- YOUR INSTRUCTIONS: Only the lines from the one containing "In the photo above, where can the thorny" to the end of the entries should be written out, each exactly as it stands, both ends included.

- PROVIDED ENTRIES:
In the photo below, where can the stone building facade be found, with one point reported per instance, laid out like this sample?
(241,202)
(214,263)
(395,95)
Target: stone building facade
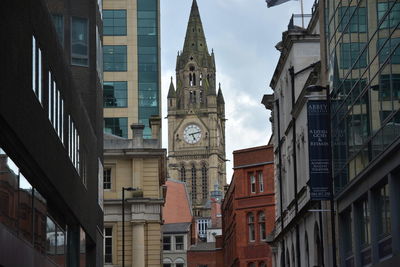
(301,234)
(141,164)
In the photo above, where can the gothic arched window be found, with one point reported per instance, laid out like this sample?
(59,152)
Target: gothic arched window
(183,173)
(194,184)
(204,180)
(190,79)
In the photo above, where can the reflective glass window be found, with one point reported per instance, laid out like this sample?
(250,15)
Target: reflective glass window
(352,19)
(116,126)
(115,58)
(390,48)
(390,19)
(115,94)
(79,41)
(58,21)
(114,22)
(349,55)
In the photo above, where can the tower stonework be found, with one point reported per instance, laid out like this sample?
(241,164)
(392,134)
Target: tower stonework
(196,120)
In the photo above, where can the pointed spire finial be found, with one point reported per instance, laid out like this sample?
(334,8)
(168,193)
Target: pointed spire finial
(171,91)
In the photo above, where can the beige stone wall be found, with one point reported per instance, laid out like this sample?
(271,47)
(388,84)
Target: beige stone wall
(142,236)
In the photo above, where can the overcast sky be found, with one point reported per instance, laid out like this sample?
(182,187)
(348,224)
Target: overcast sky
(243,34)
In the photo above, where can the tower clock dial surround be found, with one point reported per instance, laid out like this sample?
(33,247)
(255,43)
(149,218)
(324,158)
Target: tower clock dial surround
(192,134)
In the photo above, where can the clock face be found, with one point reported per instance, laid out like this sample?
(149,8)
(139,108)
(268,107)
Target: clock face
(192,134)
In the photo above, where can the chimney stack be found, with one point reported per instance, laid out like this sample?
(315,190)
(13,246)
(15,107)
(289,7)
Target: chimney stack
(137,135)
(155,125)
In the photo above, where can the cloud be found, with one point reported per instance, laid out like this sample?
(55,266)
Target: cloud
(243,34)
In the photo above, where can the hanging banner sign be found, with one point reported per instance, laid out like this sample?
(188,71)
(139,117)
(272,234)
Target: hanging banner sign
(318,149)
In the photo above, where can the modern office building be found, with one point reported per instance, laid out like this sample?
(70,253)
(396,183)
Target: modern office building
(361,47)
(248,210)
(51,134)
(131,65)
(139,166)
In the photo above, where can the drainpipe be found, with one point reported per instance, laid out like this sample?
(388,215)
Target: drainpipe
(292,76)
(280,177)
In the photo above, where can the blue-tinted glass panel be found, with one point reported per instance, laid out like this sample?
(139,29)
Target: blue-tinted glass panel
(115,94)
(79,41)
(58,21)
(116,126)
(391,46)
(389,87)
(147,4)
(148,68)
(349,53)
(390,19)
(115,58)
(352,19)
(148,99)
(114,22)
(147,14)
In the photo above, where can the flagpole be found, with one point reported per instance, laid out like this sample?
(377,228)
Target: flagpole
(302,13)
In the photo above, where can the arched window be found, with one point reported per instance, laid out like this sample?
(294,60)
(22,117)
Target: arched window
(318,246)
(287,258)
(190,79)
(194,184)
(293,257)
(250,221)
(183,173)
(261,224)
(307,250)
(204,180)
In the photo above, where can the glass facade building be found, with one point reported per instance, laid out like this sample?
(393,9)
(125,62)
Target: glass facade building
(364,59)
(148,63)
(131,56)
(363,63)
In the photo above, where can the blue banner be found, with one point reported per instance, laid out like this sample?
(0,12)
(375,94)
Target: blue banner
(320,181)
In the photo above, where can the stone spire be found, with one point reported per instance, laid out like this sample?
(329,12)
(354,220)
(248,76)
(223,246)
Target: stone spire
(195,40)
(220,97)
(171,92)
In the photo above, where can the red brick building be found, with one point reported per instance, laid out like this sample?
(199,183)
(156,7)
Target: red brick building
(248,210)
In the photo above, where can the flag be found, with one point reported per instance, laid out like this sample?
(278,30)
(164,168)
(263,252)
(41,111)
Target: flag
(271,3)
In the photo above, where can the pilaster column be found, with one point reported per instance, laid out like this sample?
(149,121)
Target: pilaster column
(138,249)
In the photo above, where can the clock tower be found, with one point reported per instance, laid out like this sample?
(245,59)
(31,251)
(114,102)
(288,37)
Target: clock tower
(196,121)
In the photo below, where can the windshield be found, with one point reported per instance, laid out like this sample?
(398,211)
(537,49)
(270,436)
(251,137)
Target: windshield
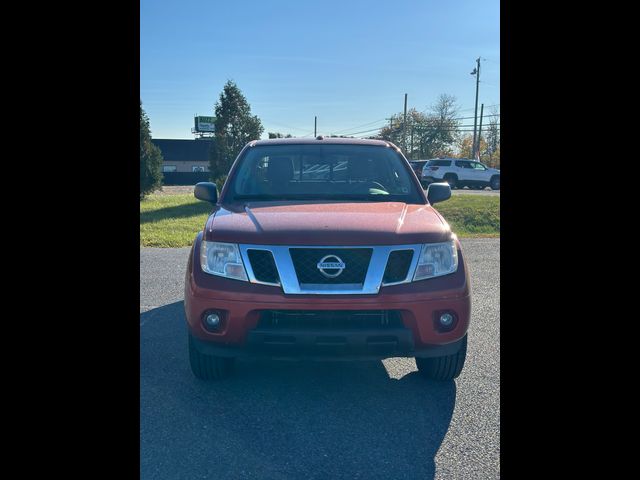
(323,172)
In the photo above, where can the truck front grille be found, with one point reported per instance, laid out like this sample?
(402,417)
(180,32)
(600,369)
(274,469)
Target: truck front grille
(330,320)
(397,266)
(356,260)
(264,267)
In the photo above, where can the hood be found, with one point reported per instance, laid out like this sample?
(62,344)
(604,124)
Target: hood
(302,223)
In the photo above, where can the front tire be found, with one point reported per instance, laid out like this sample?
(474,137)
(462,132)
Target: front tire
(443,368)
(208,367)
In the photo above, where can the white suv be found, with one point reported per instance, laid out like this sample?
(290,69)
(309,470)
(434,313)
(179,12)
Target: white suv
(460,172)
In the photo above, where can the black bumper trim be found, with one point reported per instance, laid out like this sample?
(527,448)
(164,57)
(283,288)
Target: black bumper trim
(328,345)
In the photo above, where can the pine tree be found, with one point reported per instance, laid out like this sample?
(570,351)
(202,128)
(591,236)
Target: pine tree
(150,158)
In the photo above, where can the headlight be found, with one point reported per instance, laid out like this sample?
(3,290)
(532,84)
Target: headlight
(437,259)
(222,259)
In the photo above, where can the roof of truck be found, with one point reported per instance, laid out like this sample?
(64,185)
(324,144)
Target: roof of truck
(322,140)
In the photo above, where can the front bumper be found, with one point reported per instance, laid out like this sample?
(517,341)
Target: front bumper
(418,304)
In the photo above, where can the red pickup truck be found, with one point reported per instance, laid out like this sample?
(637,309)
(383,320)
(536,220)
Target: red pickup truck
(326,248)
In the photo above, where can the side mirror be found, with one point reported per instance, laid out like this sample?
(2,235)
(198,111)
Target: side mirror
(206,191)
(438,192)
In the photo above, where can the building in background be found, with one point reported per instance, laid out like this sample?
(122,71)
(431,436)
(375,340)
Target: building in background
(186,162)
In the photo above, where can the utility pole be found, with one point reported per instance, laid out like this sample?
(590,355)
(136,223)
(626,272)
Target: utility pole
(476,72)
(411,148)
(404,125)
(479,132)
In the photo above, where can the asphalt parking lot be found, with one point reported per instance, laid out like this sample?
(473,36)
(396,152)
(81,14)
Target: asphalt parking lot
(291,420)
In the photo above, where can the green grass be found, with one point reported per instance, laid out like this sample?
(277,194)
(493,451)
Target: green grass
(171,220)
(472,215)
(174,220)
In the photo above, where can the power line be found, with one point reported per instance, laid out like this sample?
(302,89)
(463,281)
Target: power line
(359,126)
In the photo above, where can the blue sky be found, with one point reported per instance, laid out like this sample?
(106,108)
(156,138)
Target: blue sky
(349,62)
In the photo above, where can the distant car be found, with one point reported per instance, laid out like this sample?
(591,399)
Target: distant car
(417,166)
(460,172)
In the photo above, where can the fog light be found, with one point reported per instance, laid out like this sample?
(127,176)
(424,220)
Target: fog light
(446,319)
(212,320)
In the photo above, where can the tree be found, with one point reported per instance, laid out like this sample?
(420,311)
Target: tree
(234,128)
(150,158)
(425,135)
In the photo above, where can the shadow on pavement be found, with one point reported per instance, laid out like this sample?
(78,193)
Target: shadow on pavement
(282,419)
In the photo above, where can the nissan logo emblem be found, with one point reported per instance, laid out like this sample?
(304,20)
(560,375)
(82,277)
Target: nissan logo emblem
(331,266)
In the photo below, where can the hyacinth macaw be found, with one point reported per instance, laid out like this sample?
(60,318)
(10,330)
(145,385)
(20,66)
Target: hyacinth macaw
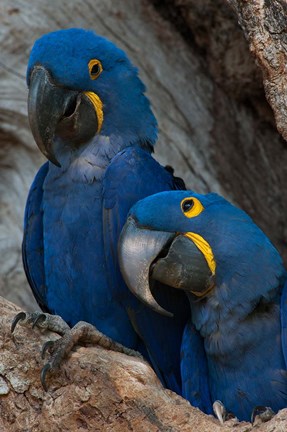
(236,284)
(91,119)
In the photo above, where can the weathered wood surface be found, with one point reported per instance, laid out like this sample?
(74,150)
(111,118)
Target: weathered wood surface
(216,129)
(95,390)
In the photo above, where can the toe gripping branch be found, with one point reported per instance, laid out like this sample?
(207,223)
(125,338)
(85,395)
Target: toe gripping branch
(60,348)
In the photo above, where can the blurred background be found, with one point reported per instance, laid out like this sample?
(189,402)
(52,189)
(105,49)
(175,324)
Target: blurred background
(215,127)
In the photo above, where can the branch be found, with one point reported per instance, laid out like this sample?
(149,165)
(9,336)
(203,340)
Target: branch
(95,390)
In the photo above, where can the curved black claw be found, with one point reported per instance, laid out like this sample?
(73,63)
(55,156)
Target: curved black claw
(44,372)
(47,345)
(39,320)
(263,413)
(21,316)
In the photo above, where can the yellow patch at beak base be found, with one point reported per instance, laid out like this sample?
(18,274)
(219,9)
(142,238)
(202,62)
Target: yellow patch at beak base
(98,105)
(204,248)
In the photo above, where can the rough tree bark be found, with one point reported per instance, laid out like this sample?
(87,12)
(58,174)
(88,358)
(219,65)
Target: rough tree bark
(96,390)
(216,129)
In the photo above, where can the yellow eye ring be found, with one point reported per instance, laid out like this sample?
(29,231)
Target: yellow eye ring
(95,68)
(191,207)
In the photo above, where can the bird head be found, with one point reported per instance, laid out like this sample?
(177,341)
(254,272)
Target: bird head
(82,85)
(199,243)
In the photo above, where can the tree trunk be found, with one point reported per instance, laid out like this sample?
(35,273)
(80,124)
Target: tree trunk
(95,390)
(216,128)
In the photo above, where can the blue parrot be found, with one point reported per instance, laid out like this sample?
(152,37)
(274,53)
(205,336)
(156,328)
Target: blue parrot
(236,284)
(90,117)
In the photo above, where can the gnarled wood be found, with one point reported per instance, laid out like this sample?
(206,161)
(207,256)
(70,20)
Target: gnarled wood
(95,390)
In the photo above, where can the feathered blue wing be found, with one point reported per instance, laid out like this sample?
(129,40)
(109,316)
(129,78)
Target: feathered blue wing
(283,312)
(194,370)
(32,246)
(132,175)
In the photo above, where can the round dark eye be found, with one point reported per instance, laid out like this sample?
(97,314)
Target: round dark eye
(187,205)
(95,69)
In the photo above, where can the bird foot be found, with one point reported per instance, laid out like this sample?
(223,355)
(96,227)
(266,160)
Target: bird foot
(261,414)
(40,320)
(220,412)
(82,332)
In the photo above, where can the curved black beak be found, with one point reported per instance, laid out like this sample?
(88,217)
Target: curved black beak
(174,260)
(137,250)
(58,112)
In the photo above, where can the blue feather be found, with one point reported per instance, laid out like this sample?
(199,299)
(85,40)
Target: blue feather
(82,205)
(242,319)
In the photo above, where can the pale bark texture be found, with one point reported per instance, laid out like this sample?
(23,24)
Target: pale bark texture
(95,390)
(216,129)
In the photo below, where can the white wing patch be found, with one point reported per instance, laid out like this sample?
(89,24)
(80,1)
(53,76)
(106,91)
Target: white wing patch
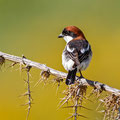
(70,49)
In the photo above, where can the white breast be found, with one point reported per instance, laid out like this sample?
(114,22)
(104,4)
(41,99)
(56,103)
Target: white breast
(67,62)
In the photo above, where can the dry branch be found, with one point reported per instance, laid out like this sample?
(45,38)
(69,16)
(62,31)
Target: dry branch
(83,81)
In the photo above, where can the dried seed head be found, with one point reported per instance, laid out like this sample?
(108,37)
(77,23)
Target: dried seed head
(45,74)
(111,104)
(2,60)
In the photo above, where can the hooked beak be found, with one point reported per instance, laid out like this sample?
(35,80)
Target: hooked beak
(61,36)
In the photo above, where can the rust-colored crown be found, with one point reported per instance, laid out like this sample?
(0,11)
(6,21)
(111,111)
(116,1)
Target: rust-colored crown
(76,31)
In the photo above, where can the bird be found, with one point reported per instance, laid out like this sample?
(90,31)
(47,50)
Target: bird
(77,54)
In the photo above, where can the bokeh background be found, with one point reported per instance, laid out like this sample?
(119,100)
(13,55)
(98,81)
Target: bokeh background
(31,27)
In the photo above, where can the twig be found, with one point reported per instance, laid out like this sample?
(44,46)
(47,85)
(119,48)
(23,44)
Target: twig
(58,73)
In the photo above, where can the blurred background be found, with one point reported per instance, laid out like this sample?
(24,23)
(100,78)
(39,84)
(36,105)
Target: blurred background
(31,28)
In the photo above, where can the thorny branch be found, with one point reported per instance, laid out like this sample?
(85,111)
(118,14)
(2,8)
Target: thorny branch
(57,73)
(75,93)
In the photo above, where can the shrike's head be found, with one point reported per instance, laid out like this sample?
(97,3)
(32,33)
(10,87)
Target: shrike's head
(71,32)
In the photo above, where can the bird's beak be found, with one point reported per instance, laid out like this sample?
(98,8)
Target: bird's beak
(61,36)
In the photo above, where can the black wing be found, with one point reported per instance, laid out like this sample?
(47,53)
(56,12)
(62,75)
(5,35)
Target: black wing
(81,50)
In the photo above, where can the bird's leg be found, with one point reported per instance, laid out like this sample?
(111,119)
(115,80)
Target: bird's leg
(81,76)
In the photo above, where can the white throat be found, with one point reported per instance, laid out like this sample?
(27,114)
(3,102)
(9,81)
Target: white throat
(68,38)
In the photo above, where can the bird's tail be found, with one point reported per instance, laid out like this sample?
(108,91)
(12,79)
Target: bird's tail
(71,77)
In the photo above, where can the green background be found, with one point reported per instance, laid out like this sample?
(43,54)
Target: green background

- WRITTEN ANSWER:
In the photo above, where can the thorny branch be found, with one point reported per instance, laid out like this sample?
(85,111)
(118,14)
(2,8)
Target: thorny branch
(57,73)
(75,93)
In the photo above, where can the shrike's head be found, with one point reported per instance, laid out like this sample?
(97,3)
(32,33)
(10,87)
Target: shrike's head
(71,32)
In the photo above, where can the bird's beak be found, with one point reported per instance, laid out like this sample?
(98,8)
Target: bird's beak
(61,36)
In the photo above, where can the black wing be found, with one point reported per instance, laid out like this sample?
(47,53)
(56,12)
(62,75)
(5,35)
Target: black wing
(81,50)
In the photo above, where can the bird's leg be found, with one point reported per instance, laid out like this sample?
(111,119)
(115,80)
Target: bird's leg
(81,76)
In the photo above, where can the white throat be found, with one point reported per instance, laid out like this sample?
(27,114)
(3,102)
(9,81)
Target: white throat
(68,38)
In the photo above, where can the bird's tail be found, with one point reported per instance, laid out like this sample?
(108,91)
(12,79)
Target: bird's tail
(71,77)
In the photo above, where can the green background be found, with one point reported per instance, laid out like this sample?
(43,54)
Target: green background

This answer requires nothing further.